* [WHAT THIS TASK INVOLVES] Write out every line of the records below word for word, leaving out the pictures.

[Dataset records]
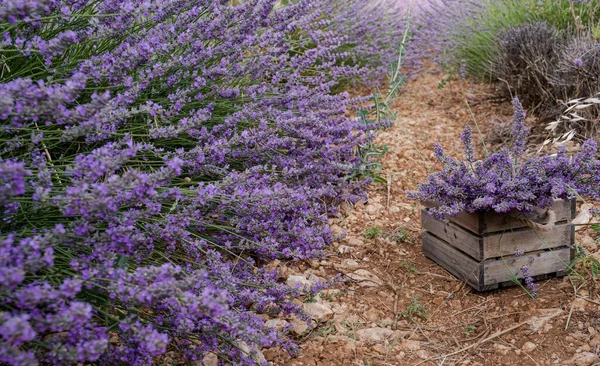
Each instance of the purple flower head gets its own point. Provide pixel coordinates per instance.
(519, 131)
(467, 139)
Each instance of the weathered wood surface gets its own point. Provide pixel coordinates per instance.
(498, 271)
(454, 261)
(481, 247)
(489, 221)
(495, 272)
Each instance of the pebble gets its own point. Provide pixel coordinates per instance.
(355, 242)
(365, 278)
(318, 311)
(210, 359)
(529, 346)
(583, 359)
(344, 249)
(375, 334)
(589, 243)
(298, 281)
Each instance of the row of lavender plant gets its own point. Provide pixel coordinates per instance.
(155, 153)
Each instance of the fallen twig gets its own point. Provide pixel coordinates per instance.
(493, 336)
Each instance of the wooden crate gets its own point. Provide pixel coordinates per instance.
(480, 248)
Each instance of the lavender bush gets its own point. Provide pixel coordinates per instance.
(506, 181)
(155, 153)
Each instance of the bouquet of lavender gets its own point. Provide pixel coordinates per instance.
(154, 154)
(506, 180)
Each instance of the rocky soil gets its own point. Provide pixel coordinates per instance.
(397, 307)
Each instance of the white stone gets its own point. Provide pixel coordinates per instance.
(375, 334)
(583, 359)
(543, 316)
(350, 264)
(256, 355)
(410, 345)
(298, 326)
(589, 243)
(584, 216)
(318, 311)
(355, 242)
(278, 324)
(344, 249)
(299, 281)
(210, 359)
(529, 346)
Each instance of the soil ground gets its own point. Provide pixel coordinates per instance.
(400, 308)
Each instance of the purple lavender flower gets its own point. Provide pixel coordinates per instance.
(529, 284)
(505, 181)
(158, 153)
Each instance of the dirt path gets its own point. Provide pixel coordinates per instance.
(399, 308)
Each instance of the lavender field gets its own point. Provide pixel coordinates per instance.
(161, 161)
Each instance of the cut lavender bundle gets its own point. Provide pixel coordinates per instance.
(506, 180)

* [EXPECTED ANSWER]
Each instance of the purple flower head gets its own point. Provide pixel coordinates per instance.
(519, 131)
(467, 139)
Each instance of the weathered wood surface gets its own point. Provide pixel coordinates per instance.
(498, 271)
(454, 261)
(481, 247)
(489, 221)
(495, 272)
Each instance of the pebble gets its own point. Provide pixel coordinates per instance.
(355, 242)
(365, 278)
(318, 311)
(210, 359)
(529, 346)
(583, 359)
(344, 249)
(375, 334)
(589, 243)
(298, 281)
Each instance of the row of lavender plant gets its own point. Provide pixel coordinates per instance.
(155, 153)
Each instance of the fallen twig gets its own point. Provide pixel coordinates per instance.
(493, 336)
Each instance of the wooden crate gets its own point. Provide pixel coordinates per instance.
(480, 248)
Each instance of the lavender bush gets its own point. Provide pixel coordinates per instance.
(506, 181)
(155, 153)
Each instance of the bouquet of lavender gets its own point. Provide pixel coordinates per instance.
(154, 154)
(506, 180)
Each instance of the rocky soil gets its own point. Provide pixel coordinates per instance.
(397, 307)
Each instance of the white stone gets its own point. Provide pixel coordinates per instance.
(375, 334)
(583, 359)
(543, 316)
(350, 264)
(256, 355)
(410, 345)
(298, 326)
(589, 243)
(584, 216)
(318, 311)
(355, 242)
(278, 324)
(344, 249)
(299, 281)
(210, 359)
(529, 346)
Each instance of the soil ground gets its own point. Provide pixel coordinates per instance.
(400, 308)
Each instance of the purple lavender flower gets its own point. Provide pixel coordinates per instance.
(529, 284)
(505, 181)
(158, 153)
Each instance of the dirt path gets its own point. Provide pixel coordinates per instance.
(399, 308)
Each instance of the lavender field gets its own point. Provide pixel coordinates per instance.
(161, 161)
Each instance of the cut lavender bundle gets its own point. Provide pixel coordinates per instance.
(506, 180)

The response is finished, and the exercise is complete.